Saved data entries
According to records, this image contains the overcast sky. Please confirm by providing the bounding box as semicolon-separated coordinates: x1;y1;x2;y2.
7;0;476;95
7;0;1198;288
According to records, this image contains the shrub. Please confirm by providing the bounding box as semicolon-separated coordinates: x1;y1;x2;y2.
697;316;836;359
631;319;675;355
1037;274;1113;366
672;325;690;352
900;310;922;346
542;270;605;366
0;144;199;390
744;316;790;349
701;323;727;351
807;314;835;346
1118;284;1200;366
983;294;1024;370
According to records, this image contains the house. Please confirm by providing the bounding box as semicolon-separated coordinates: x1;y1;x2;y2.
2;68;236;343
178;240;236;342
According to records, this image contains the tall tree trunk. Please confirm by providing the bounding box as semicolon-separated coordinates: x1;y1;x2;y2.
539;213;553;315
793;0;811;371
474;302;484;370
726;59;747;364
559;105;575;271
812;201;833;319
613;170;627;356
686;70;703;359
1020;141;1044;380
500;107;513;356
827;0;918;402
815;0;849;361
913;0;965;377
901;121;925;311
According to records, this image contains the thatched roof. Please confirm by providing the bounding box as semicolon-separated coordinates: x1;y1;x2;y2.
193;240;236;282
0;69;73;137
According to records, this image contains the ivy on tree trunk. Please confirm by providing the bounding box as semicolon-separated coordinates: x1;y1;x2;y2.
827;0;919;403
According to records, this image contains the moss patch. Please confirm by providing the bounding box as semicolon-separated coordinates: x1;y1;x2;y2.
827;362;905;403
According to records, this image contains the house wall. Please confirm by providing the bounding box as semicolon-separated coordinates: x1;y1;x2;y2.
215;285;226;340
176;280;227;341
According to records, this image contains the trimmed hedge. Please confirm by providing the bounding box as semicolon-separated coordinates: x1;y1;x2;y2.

● **Problem to work on**: All lines from the one with "According to records, this image contains the tall" through the end of the records need to be copied exactly, and no other lines.

● **Expected answer**:
According to records, this image contains the tall tree trunk. Please confirm by providing the bounding box as semicolon-separated coordinates: x1;y1;x2;y2.
539;213;553;315
793;0;811;371
474;302;484;370
726;59;747;364
559;105;575;271
812;201;833;319
613;170;627;356
686;70;703;359
1020;141;1044;380
500;107;513;356
827;0;918;402
815;0;849;361
913;0;965;377
901;121;925;311
According to records, this image contains the thatched roof. Please confirm by providing the bounding box as semicolon-separated coordinates: x1;y1;x2;y2.
193;240;236;282
0;69;73;137
According to records, this image contains the ivy on tree trunk. Please confirm by providing the bounding box as semicolon-separated coordinates: x1;y1;x2;y2.
827;0;919;403
According to records, this image contains the moss patch. Please confirm by providing the bounding box as semicolon-separated coordinates: x1;y1;x2;y2.
827;362;905;403
According to records, this image contains the house wall. Please confirm by providing the bounding box as semicolon-separated coordinates: x1;y1;x2;y2.
215;285;226;340
176;280;227;341
According to records, this image contains the trimmed hedge. Please confirm by providing the bounding box as semicolon-separated coordinates: x1;y1;x2;y2.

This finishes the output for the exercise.